- [Aim]: Convert every line of the listing below into a JSON list of strings, one string per line, with blank lines omitted. Leave the pictures out of the result.

- [Records]:
--------------------------------------------------

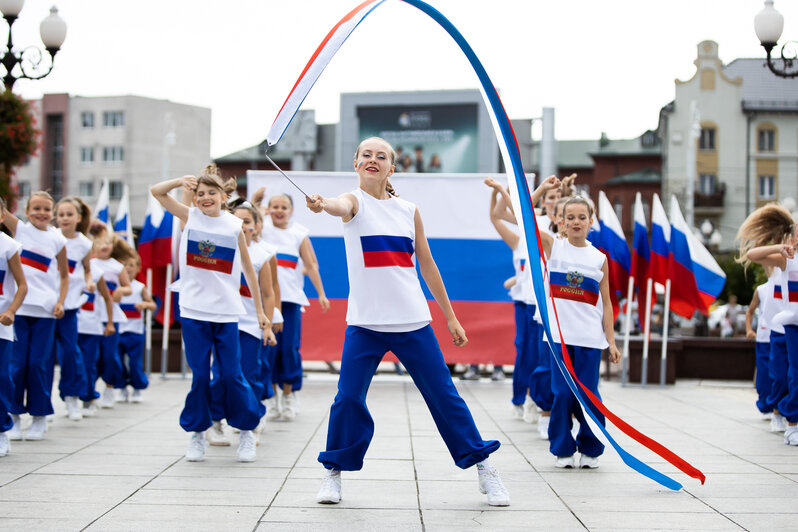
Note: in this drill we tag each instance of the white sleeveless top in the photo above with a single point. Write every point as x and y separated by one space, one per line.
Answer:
210 267
574 277
384 291
289 266
135 317
38 257
77 249
8 286
248 321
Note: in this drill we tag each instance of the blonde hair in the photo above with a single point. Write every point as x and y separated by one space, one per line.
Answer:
766 226
388 186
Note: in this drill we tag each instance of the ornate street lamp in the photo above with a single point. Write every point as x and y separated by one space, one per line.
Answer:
30 59
768 25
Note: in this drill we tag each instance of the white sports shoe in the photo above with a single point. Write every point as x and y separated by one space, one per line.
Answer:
107 399
588 462
289 406
196 447
330 492
216 436
564 462
543 427
5 445
491 484
530 411
791 435
37 429
246 446
15 432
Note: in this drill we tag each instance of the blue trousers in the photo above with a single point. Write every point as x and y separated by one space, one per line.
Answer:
540 380
131 345
788 406
586 362
778 369
251 367
287 367
241 408
762 382
351 427
89 345
110 363
73 370
31 366
6 386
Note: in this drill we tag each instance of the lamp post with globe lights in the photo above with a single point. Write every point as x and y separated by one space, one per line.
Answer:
30 60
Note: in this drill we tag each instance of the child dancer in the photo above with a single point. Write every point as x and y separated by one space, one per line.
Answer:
213 253
384 236
768 237
12 292
579 286
110 253
73 217
131 332
44 262
293 249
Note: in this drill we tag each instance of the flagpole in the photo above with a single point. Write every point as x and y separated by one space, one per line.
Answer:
665 321
625 358
167 307
148 329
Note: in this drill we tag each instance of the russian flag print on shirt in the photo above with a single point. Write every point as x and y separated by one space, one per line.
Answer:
34 260
286 260
574 286
385 250
210 251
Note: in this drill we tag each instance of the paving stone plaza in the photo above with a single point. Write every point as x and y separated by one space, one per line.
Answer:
125 469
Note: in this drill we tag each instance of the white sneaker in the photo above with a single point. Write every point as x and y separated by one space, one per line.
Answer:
330 492
124 395
107 400
246 446
530 411
289 406
272 408
15 432
588 462
778 423
543 427
216 436
5 446
791 435
37 429
89 409
564 462
491 484
196 447
73 408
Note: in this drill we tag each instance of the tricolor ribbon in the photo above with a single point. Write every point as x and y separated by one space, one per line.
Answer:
521 203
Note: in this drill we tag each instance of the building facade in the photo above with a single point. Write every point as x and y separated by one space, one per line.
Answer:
129 140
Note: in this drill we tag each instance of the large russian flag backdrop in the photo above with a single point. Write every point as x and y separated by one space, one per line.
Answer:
521 202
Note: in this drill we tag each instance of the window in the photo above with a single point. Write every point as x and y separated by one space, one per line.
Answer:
707 184
767 187
113 154
707 139
86 189
115 189
87 119
113 118
86 155
767 140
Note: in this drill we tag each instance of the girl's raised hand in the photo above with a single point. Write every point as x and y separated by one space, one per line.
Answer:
315 203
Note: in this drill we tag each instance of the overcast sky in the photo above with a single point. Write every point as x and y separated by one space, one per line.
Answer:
604 65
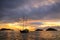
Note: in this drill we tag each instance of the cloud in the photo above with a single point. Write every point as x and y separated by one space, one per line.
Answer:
32 9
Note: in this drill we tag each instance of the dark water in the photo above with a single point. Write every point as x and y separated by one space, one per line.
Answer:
42 35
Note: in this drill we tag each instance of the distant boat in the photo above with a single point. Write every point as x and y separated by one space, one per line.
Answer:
38 30
51 29
4 29
24 31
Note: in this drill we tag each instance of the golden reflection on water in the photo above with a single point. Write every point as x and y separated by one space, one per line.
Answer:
42 35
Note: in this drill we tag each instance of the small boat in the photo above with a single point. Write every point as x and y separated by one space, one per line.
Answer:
3 29
51 29
24 31
38 30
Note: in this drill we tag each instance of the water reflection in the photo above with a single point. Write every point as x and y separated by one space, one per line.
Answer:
42 35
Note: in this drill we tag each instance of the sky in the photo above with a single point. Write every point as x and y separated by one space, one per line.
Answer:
12 10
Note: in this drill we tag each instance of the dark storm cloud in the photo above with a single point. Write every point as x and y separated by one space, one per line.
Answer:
33 9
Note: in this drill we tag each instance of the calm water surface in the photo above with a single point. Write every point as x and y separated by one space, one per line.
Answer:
42 35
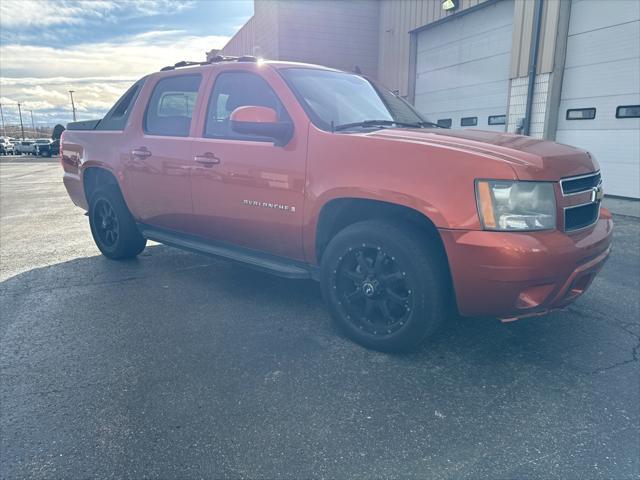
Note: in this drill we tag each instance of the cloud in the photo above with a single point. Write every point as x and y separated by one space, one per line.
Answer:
28 13
139 55
98 72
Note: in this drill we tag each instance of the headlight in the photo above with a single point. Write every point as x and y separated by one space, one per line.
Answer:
510 205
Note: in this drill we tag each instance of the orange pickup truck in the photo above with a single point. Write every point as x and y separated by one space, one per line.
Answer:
310 172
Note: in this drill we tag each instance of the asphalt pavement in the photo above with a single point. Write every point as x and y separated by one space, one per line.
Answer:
176 365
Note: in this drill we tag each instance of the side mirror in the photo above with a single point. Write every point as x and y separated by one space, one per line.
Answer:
261 122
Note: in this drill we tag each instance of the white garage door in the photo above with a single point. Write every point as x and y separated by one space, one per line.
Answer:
462 69
601 90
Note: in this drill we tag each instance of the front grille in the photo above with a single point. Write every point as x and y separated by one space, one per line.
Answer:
581 216
584 183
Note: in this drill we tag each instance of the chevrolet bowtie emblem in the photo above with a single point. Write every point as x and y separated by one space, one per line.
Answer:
597 193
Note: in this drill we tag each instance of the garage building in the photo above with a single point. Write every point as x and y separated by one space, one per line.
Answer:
468 64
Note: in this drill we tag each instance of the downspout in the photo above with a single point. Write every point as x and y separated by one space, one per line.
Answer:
533 65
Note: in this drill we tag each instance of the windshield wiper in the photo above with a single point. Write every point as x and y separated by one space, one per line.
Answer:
430 124
375 123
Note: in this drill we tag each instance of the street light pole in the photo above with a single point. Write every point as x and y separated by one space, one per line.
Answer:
21 125
33 125
73 106
4 131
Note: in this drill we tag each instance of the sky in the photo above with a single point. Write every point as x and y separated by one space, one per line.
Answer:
98 48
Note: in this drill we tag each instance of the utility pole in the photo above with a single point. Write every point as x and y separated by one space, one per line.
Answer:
73 106
21 125
4 131
33 125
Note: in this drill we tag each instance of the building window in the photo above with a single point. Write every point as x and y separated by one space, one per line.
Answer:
581 114
171 106
628 111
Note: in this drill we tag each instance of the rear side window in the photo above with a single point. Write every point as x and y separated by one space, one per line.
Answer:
117 117
238 89
171 106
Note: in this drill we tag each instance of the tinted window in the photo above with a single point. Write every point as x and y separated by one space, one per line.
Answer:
233 90
117 117
171 106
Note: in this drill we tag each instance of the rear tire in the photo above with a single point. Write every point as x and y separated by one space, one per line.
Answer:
385 285
113 228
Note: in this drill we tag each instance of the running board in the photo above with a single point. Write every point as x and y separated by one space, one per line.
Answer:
270 263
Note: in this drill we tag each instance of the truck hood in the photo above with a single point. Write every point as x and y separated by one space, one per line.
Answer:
530 158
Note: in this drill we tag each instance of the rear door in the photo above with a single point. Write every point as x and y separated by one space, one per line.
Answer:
160 158
252 192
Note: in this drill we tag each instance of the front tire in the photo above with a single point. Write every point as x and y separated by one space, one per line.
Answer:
113 228
386 286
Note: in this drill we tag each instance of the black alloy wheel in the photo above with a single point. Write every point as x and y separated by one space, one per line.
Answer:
385 283
113 227
372 291
106 223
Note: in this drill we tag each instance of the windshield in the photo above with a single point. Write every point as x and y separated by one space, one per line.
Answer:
335 99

--------------------------------------------------

- [Task result]:
[
  "Note: in this drill we tag each instance of the white sleeveless top in the photo above with a single point. Write every point as x and y separated by one space, one per line.",
  "Answer:",
  "210 267",
  "574 277",
  "384 291",
  "289 266",
  "135 317",
  "38 257",
  "77 249",
  "8 286",
  "248 321",
  "Note: in this drill we tag each instance of the blonde hair in the photo above with a single point. Write every point as x and y separated by one space, one per line.",
  "Answer:",
  "766 226",
  "388 186",
  "Note: in this drill we tag each instance of the ornate street lamp in the photo above with a single point. Write every point as x and y separated by one space, one per line.",
  "Answer:",
  "30 59",
  "768 25",
  "Note: in this drill we tag each instance of the white sports shoe in the photo above with a single point. Write every point as x and y separated by one space, one per line.",
  "Answer:",
  "107 399",
  "588 462",
  "289 406",
  "196 447",
  "330 492",
  "216 436",
  "564 462",
  "543 427",
  "5 445",
  "491 484",
  "530 411",
  "791 435",
  "37 429",
  "246 446",
  "15 432",
  "Note: in this drill we tag each instance of the blue trousers in the photo above with a single point. Write every point as x and y separated by one space, one per line.",
  "Answer:",
  "540 380",
  "131 345",
  "788 406",
  "586 362",
  "778 369",
  "251 367",
  "287 367",
  "241 408",
  "762 382",
  "351 427",
  "89 345",
  "110 363",
  "73 370",
  "31 366",
  "6 386",
  "Note: in this drill we tag each instance of the lamp post with globe lights in the photo above with a single point. Write every point as x and y separated by one space, one per line.",
  "Answer:",
  "30 60",
  "Note: in this drill we tag each instance of the child dancer in the photo above with a single point. Write every point as x and y separated by one space, one per line.",
  "Answer:",
  "213 253",
  "384 236",
  "768 237",
  "12 292",
  "579 286",
  "110 253",
  "73 217",
  "131 332",
  "44 262",
  "293 249",
  "Note: in this drill we tag each instance of the flagpole in the photo above with a single point. Write every point as x and y separated by one space, one per line.",
  "Answer:",
  "665 321",
  "625 358",
  "167 307",
  "148 329",
  "Note: in this drill we tag each instance of the russian flag print on shirt in the photo above with a single point. Write every point as x and y separated by one space, one per line.",
  "Answer:",
  "34 260",
  "286 260",
  "574 286",
  "385 250",
  "210 251",
  "Note: in this drill we tag each instance of the paving stone plaza in the photo above with a single point. Write every point as x and y separated by one space, one per line.",
  "Answer:",
  "125 469",
  "Note: in this drill we tag each instance of the white sneaker in the photo above with a single point. Write every point as x and y separated by one space, one per line.",
  "Answer:",
  "330 492",
  "124 395",
  "107 400",
  "246 446",
  "530 411",
  "289 406",
  "272 408",
  "15 432",
  "588 462",
  "778 423",
  "543 427",
  "216 436",
  "5 446",
  "791 435",
  "37 429",
  "89 409",
  "564 462",
  "491 484",
  "196 447",
  "73 408",
  "Note: in this drill we tag each instance of the tricolor ribbon in the photo above with a single point. Write every point as x and y separated by one space, one per line.",
  "Answer:",
  "521 203",
  "Note: in this drill we tag each instance of the building facade in the photo above with a single point. Write every point as x and y separated by one space, one per line.",
  "Answer:",
  "129 140",
  "Note: in this drill we tag each instance of the large russian flag backdrop in the photo above with a single point. Write every point as x and y separated by one space, one per line.",
  "Answer:",
  "521 202",
  "Note: in this drill we tag each instance of the window in the photo above with a single point. Write every point as x and y separated by one space, one per line.",
  "Answer:",
  "707 184",
  "767 187",
  "113 154",
  "707 139",
  "86 189",
  "115 189",
  "87 119",
  "113 118",
  "86 155",
  "767 140",
  "Note: in this drill we tag each instance of the girl's raised hand in the photo above with a single point. Write every point as x and y separated by one space, one per line.",
  "Answer:",
  "315 203",
  "Note: in this drill we tag each instance of the overcast sky in the photo above with a single point. Write every point as x and y separated by one space, one per line.",
  "Answer:",
  "604 65",
  "Note: in this drill we tag each instance of the cloud in the photo above with a single point. Write every point as x and y separated by one space, one per line.",
  "Answer:",
  "32 9",
  "Note: in this drill we tag each instance of the dark water in the photo above with a single point. Write every point as x and y separated by one space, one per line.",
  "Answer:",
  "42 35",
  "Note: in this drill we tag each instance of the distant boat in the photo above with a single point. Write every point as x and y separated by one space, one per line.",
  "Answer:",
  "38 30",
  "51 29",
  "4 29",
  "24 31",
  "Note: in this drill we tag each instance of the golden reflection on water in the photo above with a single point. Write every point as x and y separated by one space, one per line.",
  "Answer:",
  "42 35",
  "Note: in this drill we tag each instance of the small boat in the photo above with a single point. Write every point as x and y separated by one space, one per line.",
  "Answer:",
  "3 29",
  "51 29",
  "24 31",
  "38 30",
  "Note: in this drill we tag each instance of the water reflection in the photo above with a single point. Write every point as x and y separated by one space, one per line.",
  "Answer:",
  "42 35",
  "Note: in this drill we tag each instance of the sky in the photo above with a single point. Write every point as x and y separated by one space, one per line.",
  "Answer:",
  "12 10",
  "Note: in this drill we tag each instance of the dark storm cloud in the photo above with a single point. Write every point as x and y separated by one space, one per line.",
  "Answer:",
  "33 9",
  "Note: in this drill we tag each instance of the calm water surface in the photo above with a single point. Write every point as x and y separated by one space, one per line.",
  "Answer:",
  "42 35",
  "Note: in this drill we tag each instance of the cloud in the photo above with a single point. Write every point as x and y separated by one space, one per line.",
  "Answer:",
  "28 13",
  "139 55",
  "98 72",
  "Note: in this drill we tag each instance of the headlight in the photo above with a single point. Write every point as x and y separated by one space, one per line.",
  "Answer:",
  "510 205",
  "Note: in this drill we tag each instance of the orange pickup truck in the photo above with a single point. Write every point as x and y separated by one space, one per line.",
  "Answer:",
  "310 172",
  "Note: in this drill we tag each instance of the asphalt pavement in the photo above with a single point. Write every point as x and y separated by one space, one per line.",
  "Answer:",
  "176 365",
  "Note: in this drill we tag each instance of the side mirror in the photo above with a single point. Write every point as x and y separated by one space, one per line.",
  "Answer:",
  "261 122",
  "Note: in this drill we tag each instance of the white garage door in the photo above with a single point. Write every point as x and y separated by one space, one per line.",
  "Answer:",
  "462 69",
  "601 90",
  "Note: in this drill we tag each instance of the front grille in the photo above with a single point. Write every point as x and y separated by one space, one per line.",
  "Answer:",
  "581 216",
  "584 183",
  "Note: in this drill we tag each instance of the chevrolet bowtie emblem in the photo above with a single point. Write every point as x and y separated by one space, one per line.",
  "Answer:",
  "597 193",
  "Note: in this drill we tag each instance of the garage building in the photo above with a single point. Write every point as x and y separated by one space, one per line.",
  "Answer:",
  "468 64",
  "Note: in this drill we tag each instance of the downspout in the photo above with a single point. Write every point as x and y separated by one space, one per line.",
  "Answer:",
  "533 65",
  "Note: in this drill we tag each instance of the windshield wiper in the photo above with a single point. Write every point as x and y separated by one space, one per line.",
  "Answer:",
  "430 124",
  "375 123",
  "Note: in this drill we tag each instance of the street light pole in the photo above with a single point. Write every point as x and y separated by one space, one per line.",
  "Answer:",
  "21 125",
  "33 125",
  "73 106",
  "4 131",
  "Note: in this drill we tag each instance of the sky in the photo above with a single point. Write every point as x and y separated by one space, one per line.",
  "Answer:",
  "98 48",
  "Note: in this drill we tag each instance of the utility pole in the photo above with a single point. Write every point as x and y separated by one space, one per line.",
  "Answer:",
  "73 106",
  "21 125",
  "4 131",
  "33 125",
  "Note: in this drill we tag each instance of the building window in the photo above with a single point. Write every point as x and y separated by one space, one per line.",
  "Answer:",
  "581 114",
  "171 106",
  "628 111",
  "Note: in this drill we tag each instance of the rear side window in the photo above with a single point. Write every point as x and y separated by one space, one per line.",
  "Answer:",
  "117 117",
  "238 89",
  "171 106",
  "Note: in this drill we tag each instance of the tinted window in the photo above with a single point. Write every point as x and y separated by one space, one per line.",
  "Answer:",
  "233 90",
  "117 117",
  "171 106",
  "Note: in this drill we tag each instance of the rear tire in the photo above with a single point. Write every point as x and y separated by one space, one per line.",
  "Answer:",
  "385 285",
  "113 228",
  "Note: in this drill we tag each instance of the running board in the photo above with a single point. Write every point as x and y separated by one space, one per line.",
  "Answer:",
  "270 263",
  "Note: in this drill we tag each instance of the truck hood in the photo above with a single point. Write every point as x and y separated by one space, one per line.",
  "Answer:",
  "530 158",
  "Note: in this drill we tag each instance of the rear door in the photo above with a single point. Write every point as x and y separated by one space, one per line.",
  "Answer:",
  "160 158",
  "252 192",
  "Note: in this drill we tag each instance of the front tire in the photo above with a single point. Write every point as x and y separated by one space, one per line.",
  "Answer:",
  "113 228",
  "386 286",
  "Note: in this drill we tag each instance of the black alloy wheel in the photo above with a single point. Write every point as x and y separated by one space, one per line.",
  "Answer:",
  "385 283",
  "113 227",
  "372 291",
  "106 223",
  "Note: in this drill we tag each instance of the windshield in the photo above with a single point. Write every point as x and y separated by one space, one per line.",
  "Answer:",
  "335 99"
]